*** SOURCE DOCUMENT ***

Indian parliament’s agenda includes crypto training session, leaves out bill banning digital assets

by Lillian Wagner
Indian parliament's agenda includes crypto training session, leaves out bill banning digital assets

The latest bulletin covering the agenda for India’s lower house of parliament includes “a lecture on understanding cryptocurrency” and its economic impact.

According to a Monday publication from the Lok Sabha, the Parliamentary Research and Training Institute for Democracies group within the government has organized a training evening for lawmakers on Wednesday regarding crypto and its effects on the Indian economy. In addition, the legislative business calendar for the lower house of parliament no longer includes a bill that could potentially ban crypto in the country.

Excerpt from Jan. 31 Lok Sabha publication

The Cryptocurrency and Regulation of Official Digital Currency Bill does not appear as one of the 15 bills the government body will consider when it convenes for its Budget Session. Previously published texts of the bill propose banning “all private cryptocurrencies” in India except for assets aimed at promoting “the underlying technology of cryptocurrency and its uses.”

***

▶ [WORK ORDER A] Echo the part of the article on India's parliament and crypto that begins with the words containing "by Lillian Wagner" and ends with "in the country.".
▶ [WORK ORDER B] Proceed with the article on the Indian parliament's crypto agenda, picking up after its last sentence.
The items below the text were gathered from a separate source.

*** LISTED RECORDS ***

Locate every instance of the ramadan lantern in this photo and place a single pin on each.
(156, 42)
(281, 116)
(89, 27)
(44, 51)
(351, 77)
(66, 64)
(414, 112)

***

▶ [YOUR RESPONSE A]
by Lillian Wagner
Indian parliament's agenda includes crypto training session, leaves out bill banning digital assets

The latest bulletin covering the agenda for India’s lower house of parliament includes “a lecture on understanding cryptocurrency” and its economic impact.

According to a Monday publication from the Lok Sabha, the Parliamentary Research and Training Institute for Democracies group within the government has organized a training evening for lawmakers on Wednesday regarding crypto and its effects on the Indian economy. In addition, the legislative business calendar for the lower house of parliament no longer includes a bill that could potentially ban crypto in the country.

▶ [YOUR RESPONSE B]
The proposed legislation has popped up on the country’s parliamentary agenda multiple times since the Indian Supreme Court overturned a blanket ban on crypto in 2020 that had been imposed by the central bank. The Reserve Bank of India may also be moving forward soon with trials of a central bank digital currency — a digital rupee — but at the time of publication, officials have not announced a test run for the CBDC.

Related: India to regulate, not ban, crypto: Cabinet documents

Many reports from local media outlets have suggested that some lawmakers in India are seeking different legislative paths to handle the growing crypto market, from proposing projects not being legally allowed to operate in the country to taxing crypto earnings differently. In October, officials from the Finance Ministry reportedly considered implementing a legal framework that could treat crypto more like a commodity than currency.

The Budget Session officially started Monday, with both Houses in the Indian Parliament planning to meet in separate shifts to fight the spread of COVID-19. The session is expected to run until May.